- **Exercise**: Pictures stay out; everything else in the records below is copied exactly.
BEGIN Given records
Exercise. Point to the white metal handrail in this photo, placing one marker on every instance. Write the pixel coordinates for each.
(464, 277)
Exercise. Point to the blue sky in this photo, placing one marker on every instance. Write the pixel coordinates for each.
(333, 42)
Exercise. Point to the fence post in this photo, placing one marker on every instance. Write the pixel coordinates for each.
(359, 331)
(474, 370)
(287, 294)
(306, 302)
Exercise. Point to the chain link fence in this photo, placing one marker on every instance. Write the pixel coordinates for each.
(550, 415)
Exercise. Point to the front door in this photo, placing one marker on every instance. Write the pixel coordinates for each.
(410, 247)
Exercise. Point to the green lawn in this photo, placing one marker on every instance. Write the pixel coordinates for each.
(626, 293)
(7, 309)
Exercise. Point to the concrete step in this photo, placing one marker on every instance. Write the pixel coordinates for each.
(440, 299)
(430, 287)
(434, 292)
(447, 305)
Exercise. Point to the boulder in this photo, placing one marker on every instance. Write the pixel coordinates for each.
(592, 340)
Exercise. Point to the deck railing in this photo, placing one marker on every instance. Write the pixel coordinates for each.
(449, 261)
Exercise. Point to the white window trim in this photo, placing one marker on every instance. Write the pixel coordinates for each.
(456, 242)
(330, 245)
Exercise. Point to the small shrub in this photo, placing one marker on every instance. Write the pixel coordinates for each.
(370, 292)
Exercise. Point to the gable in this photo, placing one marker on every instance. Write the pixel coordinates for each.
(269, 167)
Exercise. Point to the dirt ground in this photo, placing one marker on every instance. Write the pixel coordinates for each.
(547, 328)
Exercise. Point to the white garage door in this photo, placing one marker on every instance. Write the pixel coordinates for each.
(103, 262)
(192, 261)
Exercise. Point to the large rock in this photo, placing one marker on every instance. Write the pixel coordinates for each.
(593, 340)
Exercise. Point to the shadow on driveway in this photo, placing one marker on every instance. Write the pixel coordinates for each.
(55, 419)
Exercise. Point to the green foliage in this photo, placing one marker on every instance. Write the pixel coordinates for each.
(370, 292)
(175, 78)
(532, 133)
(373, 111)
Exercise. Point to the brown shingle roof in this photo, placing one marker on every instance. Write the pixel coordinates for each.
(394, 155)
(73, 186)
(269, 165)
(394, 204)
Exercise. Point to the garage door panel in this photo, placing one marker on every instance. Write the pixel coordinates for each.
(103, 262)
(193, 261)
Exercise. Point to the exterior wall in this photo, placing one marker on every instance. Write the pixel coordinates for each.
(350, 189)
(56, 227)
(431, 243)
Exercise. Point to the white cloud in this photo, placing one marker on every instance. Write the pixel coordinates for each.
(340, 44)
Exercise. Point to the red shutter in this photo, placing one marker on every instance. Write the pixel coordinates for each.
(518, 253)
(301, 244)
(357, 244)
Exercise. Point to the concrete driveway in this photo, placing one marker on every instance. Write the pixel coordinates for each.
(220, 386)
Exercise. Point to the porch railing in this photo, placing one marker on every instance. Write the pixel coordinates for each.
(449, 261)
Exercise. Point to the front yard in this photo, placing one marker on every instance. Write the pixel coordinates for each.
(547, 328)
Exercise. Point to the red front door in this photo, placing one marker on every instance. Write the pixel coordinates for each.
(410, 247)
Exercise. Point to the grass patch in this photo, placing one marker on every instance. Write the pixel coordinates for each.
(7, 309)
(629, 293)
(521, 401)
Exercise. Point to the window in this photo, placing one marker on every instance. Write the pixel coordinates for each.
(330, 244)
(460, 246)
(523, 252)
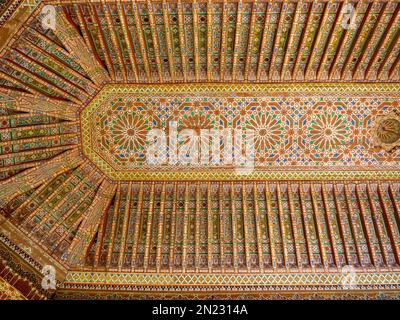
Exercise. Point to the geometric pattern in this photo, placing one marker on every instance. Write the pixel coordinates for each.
(273, 280)
(300, 131)
(178, 225)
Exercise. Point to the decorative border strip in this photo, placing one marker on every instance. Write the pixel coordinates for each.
(267, 281)
(268, 174)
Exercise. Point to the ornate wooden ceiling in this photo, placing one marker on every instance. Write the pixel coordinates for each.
(183, 235)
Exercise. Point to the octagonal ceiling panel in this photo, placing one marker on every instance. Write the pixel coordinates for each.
(56, 87)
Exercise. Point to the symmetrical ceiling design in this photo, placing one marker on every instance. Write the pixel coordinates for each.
(292, 132)
(77, 100)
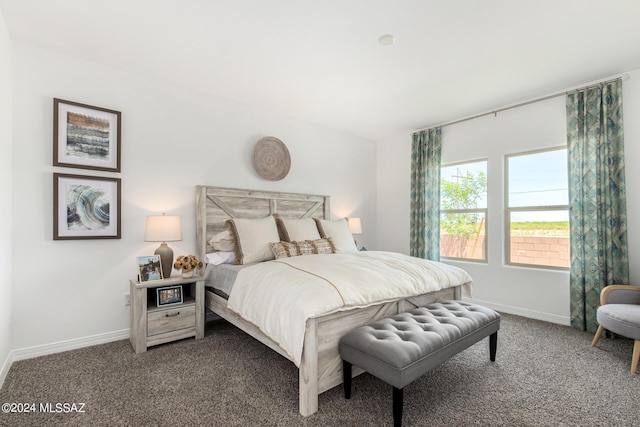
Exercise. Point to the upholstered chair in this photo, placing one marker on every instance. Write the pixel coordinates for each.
(619, 312)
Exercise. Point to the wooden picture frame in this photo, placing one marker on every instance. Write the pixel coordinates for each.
(150, 268)
(169, 295)
(85, 136)
(86, 207)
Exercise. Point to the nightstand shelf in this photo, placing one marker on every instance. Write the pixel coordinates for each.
(152, 324)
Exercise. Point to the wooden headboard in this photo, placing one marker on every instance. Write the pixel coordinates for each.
(215, 205)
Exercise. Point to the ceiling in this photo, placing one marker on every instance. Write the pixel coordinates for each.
(320, 61)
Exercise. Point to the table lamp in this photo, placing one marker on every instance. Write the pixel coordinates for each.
(163, 228)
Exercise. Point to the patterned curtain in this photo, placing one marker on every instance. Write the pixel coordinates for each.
(597, 200)
(426, 151)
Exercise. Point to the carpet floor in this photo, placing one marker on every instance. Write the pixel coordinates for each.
(544, 375)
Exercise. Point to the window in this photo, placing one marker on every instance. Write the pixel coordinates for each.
(538, 209)
(463, 211)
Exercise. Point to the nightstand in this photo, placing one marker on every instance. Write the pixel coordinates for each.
(153, 324)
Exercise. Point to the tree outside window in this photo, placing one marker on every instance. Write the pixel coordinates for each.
(463, 211)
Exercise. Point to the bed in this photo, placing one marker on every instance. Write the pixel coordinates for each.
(318, 361)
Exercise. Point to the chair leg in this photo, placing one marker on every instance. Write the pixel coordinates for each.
END Given records
- **Solution to this problem**:
Exercise. Point to the white metal handrail in this photo, placing one marker on every instance. Write the pixel coordinates for each.
(464, 277)
Exercise. Point to the blue sky in this photo, placing one marker on every instance. Write the pixel coordinates for each.
(333, 42)
Exercise. Point to the fence post in this photo, placing one marker on every instance. Write the pixel coordinates for each.
(359, 331)
(474, 370)
(287, 294)
(306, 302)
Exercise. Point to the chain link fence in this photo, placing one marker on every instance. Write the pixel coordinates for each.
(550, 415)
Exercise. Point to the front door in this photo, placing one marker on every instance. Write the pixel coordinates for each.
(410, 247)
Exercise. Point to the green lawn in this photo, placing one marker on every instance. Write the pixel coordinates for each.
(626, 293)
(7, 309)
Exercise. Point to the concrete step in this photo, placing one marker on every instance. Write the pixel coordinates for each.
(440, 299)
(430, 287)
(434, 292)
(447, 305)
Exercise. Point to the boulder in this photo, placing one marker on every instance. Write the pixel coordinates for each.
(592, 340)
Exercise. Point to the deck railing in this photo, placing one marker on every instance. Write the pixel coordinates for each.
(449, 261)
Exercise. Point to the white window trim in this photo, placing one marker on every instance. Write the pixel coordinates for each.
(456, 242)
(330, 245)
Exercise. Point to the small shrub in this photo, placing one marker on every instance. Write the pixel coordinates for each.
(370, 292)
Exercise. Point to the gable in this photo, placing one marker on every instance. Write the pixel coordinates for each.
(269, 167)
Exercise. Point to the dirt ground in this photo, placing one marker on every instance. Write the pixel coordinates for each.
(547, 328)
Exercise. Point to the white garage door in this photo, placing one marker on every instance. Write the pixel coordinates for each.
(103, 262)
(192, 261)
Exercise. Point to the large rock in this photo, placing one marker on every instance. Write the pixel coordinates for each.
(593, 340)
Exercise. Point to the shadow on driveway in this photo, placing one marker on every instance. Write the pixel coordinates for each.
(55, 419)
Exercise. Point to the green foliage in this photo, placing one marker on every instance. Write the pixel coordinates for each.
(370, 292)
(175, 78)
(532, 133)
(373, 111)
Exercise. Point to the brown shingle roof in this photo, placing one marker on every instance. Write the pixel coordinates for each.
(394, 155)
(73, 186)
(269, 165)
(394, 204)
Exercise. Point to the garage door panel in this photo, placing one marker on every instance. Write the pixel coordinates for each.
(103, 262)
(193, 261)
Exercise. Point to the exterior wall in this photo, placing one marker on every instance. Write the pixel coordinates for each.
(350, 189)
(56, 227)
(431, 243)
Exercise. Point to the white cloud in this photo, placing one marker on every instance. Write the pixel coordinates for each.
(340, 44)
Exercise. Point to the red shutter in this photo, placing one marker on every instance. Write the pixel coordinates for each.
(518, 253)
(301, 244)
(357, 244)
Exercise. Point to the concrete driveway in this photo, placing one marker on every instance. Write the pixel coordinates for each.
(220, 386)
Exercise. Point to the porch railing in this photo, placing one marker on every instance. Write the pixel coordinates for each.
(449, 261)
Exercise. Point to the front yard in this photo, placing one marker on every instance. Write the pixel coordinates for each.
(547, 328)
Exercise. Point to the red front door in this photo, placing one marker on every instance. Write the pixel coordinates for each.
(410, 247)
Exercise. Point to the grass patch in this photo, placing one marker on every instance. Write the pixel coordinates for each.
(7, 309)
(629, 293)
(521, 401)
Exercise. Point to the window in this photo, placing one marker on every instance. Write the pixel coordinates for each.
(330, 244)
(460, 246)
(523, 252)
Exercise. Point to the geometric pattern in this photo, placing one marker on every instance. Write the pixel coordinates for each.
(273, 280)
(300, 131)
(178, 225)
Exercise. Point to the decorative border strip in this photo, placing one marker on every instance. Write the pixel coordinates for each.
(267, 281)
(268, 174)
Exercise. Point to the ornate wooden ceiling in this photo, placing one marker on every instance. Write the pixel coordinates for each.
(183, 235)
Exercise. Point to the octagonal ceiling panel in this photo, placing one marker on every instance. Write the pixel coordinates for each.
(56, 87)
Exercise. Point to the symmetrical ceiling design in this photo, placing one marker on every instance. Write the pixel coordinates for each.
(292, 132)
(77, 100)
Exercise. Point to the upholstered chair in this photo, placing one marker on every instance. Write the pixel coordinates for each.
(619, 312)
Exercise. Point to the wooden picture frame in this photo, placing one marker on every instance. Write the pixel coordinates for each.
(150, 268)
(169, 295)
(85, 136)
(86, 207)
Exercise. Point to the nightstand shelf in this photo, placing one marker on every instance. Write the pixel coordinates for each.
(152, 324)
Exercise. Point to the wooden headboard in this photo, placing one marker on every instance. Write the pixel coordinates for each.
(215, 205)
Exercise. Point to the ceiling in this photo, placing one marker on every instance. Write the pixel coordinates for each.
(320, 61)
Exercise. Point to the table lamp in this photo, placing one marker on every instance. Write the pixel coordinates for each.
(163, 228)
Exercise. Point to the patterned curtain in this photo, placing one marker on every instance. Write the pixel coordinates for each.
(597, 200)
(426, 151)
Exercise. Point to the carpet floor in this photo, placing one marker on every instance. Write the pixel coordinates for each.
(544, 375)
Exercise. Point to the window in this photo, placing one marker on every instance. Write the pixel coordinates for each.
(538, 209)
(463, 211)
Exercise. Point to the nightstand in this photo, placing one marker on every instance. Write the pixel coordinates for each.
(153, 324)
Exercise. Point to the tree outside window in this photo, placing one marker on every instance. Write the pixel coordinates for each.
(463, 211)
Exercise. Point to the bed in this photo, placing one marker on every instance. Write the pixel coordinates for each.
(318, 361)
Exercise. Point to the chair leg in this photo, placing one marker on every instance. Write the pixel coordinates for each.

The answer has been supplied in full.